**Task objective:**
Present the lines of the records as a numbered list, omitting blank lines, starting at the line that contains "the rock, returning" and continuing through the end of the records.

BEGIN Extracted records

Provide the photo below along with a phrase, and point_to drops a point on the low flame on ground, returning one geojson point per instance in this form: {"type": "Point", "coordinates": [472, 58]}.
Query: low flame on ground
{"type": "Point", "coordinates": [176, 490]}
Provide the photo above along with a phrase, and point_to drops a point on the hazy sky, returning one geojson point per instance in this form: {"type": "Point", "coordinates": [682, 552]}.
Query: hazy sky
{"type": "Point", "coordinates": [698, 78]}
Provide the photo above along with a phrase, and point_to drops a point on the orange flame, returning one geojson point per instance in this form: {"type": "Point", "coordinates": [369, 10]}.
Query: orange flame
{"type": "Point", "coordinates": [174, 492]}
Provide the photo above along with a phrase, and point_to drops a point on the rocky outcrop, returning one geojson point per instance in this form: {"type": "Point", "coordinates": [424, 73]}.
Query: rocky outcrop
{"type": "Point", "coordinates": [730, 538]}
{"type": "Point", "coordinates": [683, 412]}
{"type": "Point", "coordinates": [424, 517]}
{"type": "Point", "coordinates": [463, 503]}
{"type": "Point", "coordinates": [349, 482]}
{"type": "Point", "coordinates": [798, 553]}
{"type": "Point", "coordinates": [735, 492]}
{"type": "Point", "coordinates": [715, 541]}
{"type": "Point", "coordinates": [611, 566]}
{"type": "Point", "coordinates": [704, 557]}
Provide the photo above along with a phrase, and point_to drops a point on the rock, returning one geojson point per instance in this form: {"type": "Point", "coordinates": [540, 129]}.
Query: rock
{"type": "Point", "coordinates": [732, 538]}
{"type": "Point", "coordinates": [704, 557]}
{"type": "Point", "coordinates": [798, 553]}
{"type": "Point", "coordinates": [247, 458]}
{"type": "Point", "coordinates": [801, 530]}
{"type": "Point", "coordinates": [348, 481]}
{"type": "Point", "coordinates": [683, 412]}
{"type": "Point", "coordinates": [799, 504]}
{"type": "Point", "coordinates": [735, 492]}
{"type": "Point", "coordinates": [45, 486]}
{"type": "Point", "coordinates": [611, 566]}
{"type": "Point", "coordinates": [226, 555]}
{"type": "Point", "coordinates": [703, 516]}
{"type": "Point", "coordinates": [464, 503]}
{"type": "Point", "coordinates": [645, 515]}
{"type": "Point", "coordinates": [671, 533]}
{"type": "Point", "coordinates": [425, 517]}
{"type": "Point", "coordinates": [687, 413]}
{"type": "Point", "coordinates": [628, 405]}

END Extracted records

**Output for this exercise:**
1. Provide the photo above along with a phrase, and point_to drops a point on the rock, returning one geojson point per instance in this form: {"type": "Point", "coordinates": [540, 129]}.
2. Query: rock
3. {"type": "Point", "coordinates": [732, 538]}
4. {"type": "Point", "coordinates": [704, 557]}
5. {"type": "Point", "coordinates": [798, 553]}
6. {"type": "Point", "coordinates": [247, 458]}
7. {"type": "Point", "coordinates": [801, 530]}
8. {"type": "Point", "coordinates": [348, 481]}
9. {"type": "Point", "coordinates": [683, 412]}
10. {"type": "Point", "coordinates": [799, 504]}
11. {"type": "Point", "coordinates": [735, 492]}
12. {"type": "Point", "coordinates": [45, 486]}
13. {"type": "Point", "coordinates": [611, 566]}
14. {"type": "Point", "coordinates": [226, 555]}
15. {"type": "Point", "coordinates": [703, 516]}
16. {"type": "Point", "coordinates": [464, 503]}
17. {"type": "Point", "coordinates": [645, 515]}
18. {"type": "Point", "coordinates": [671, 533]}
19. {"type": "Point", "coordinates": [425, 517]}
20. {"type": "Point", "coordinates": [687, 413]}
21. {"type": "Point", "coordinates": [628, 405]}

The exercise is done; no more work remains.